Benazir Bhutto and Nawaz Sharif seem not to have noticed any of this re-emergence of historical social trends in Pakistan and neighboring Afghanistan. They were, essentially, "yesterday's politicians", both immersed in capitalizing on the kind of society and political structure which had been so profitable to them in recent decades.
Indeed, Ms Bhutto – who was known for many years to this writer – seemed oblivious to the reality that her sense that she was near to "blooding" Pres. Musharraf had blinded her to the impact of her words and actions on a Pakistani society. This was now a very different society to the one she had left when she was dismissed for corruption and nepotism (for a second time) in November 1996. She spoke, at the rally immediately before her assassination on December 27, 2007, in terms which were highly inflammatory.
One Pakistani source at the rally said that what she had said at the rally was "inflammatory enough to spark a nuclear war with India, as well as inciting people into open conflict with the ruling government". The source continued: "What's worse is that her motivational speech to potential voters was full of analogies from Pakistan's history of the type used to brainwash/motivate suicide bombers. Direct reference to 'martyrdom' only works well in situations of war; not so smart in a political rally."

(Phrase grounding data)

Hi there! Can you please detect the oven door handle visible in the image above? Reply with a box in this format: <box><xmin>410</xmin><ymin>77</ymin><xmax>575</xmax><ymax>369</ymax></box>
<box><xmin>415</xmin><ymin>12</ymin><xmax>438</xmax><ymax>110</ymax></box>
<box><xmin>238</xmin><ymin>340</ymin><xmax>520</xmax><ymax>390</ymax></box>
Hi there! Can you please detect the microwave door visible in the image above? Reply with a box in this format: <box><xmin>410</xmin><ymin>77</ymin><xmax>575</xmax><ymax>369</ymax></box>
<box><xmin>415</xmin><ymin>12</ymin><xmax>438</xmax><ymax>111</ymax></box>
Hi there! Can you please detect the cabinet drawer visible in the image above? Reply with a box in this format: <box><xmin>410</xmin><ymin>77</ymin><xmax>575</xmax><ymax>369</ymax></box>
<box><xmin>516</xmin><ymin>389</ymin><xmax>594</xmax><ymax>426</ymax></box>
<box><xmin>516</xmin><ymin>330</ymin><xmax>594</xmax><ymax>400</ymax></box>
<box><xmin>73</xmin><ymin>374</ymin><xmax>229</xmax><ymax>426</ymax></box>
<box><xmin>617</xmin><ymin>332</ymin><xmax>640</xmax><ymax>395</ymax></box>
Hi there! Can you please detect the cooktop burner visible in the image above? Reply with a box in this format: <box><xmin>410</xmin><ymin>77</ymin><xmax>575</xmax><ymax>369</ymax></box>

Apply what you read -
- a) According to the passage on Benazir Bhutto, in what month and year was she dismissed for corruption and nepotism for the second time?
- b) Extend the passage on Benazir Bhutto and Pakistani politics, picking up right after its final sentence.

Expected responses -
- a) November 1996.

- b)
Ms Bhutto was also, with her lately-estranged husband, extremely corrupt in a financial sense, and, from comments to her close aides, seemed to think that her extra-legal activities were somehow her right. This writer was personally privy to first-hand knowledge of illegal activities relating to corruption and violence ordered by Ms Bhutto as Prime Minister. So any remarks about the damage to the "democratic process" caused by her murder, and the attempted murder of equally criminal (and convicted) Nawaz Sharif, are largely the province of the open media, and not reflective of the reality of Pakistani politics.
The question now, however, is how the situation plays out from here.
Firstly, it should be stated that the situation is now as delicate as it is because of naïve pressures from the US State Dept. and the UK Foreign & Commonwealth Office to force an appearance of democracy on Pakistan, rather than allowing the Pakistani democratic process to evolve by itself. The argument that Pakistani democracy was not, in fact, playing out at all, or rapidly enough, does not make the case for forcing the creation of a totally alien structure led by criminals.
This reality will almost certainly not preclude the Western media and Western politicians from continuing their attempts to meddle in Pakistani politics.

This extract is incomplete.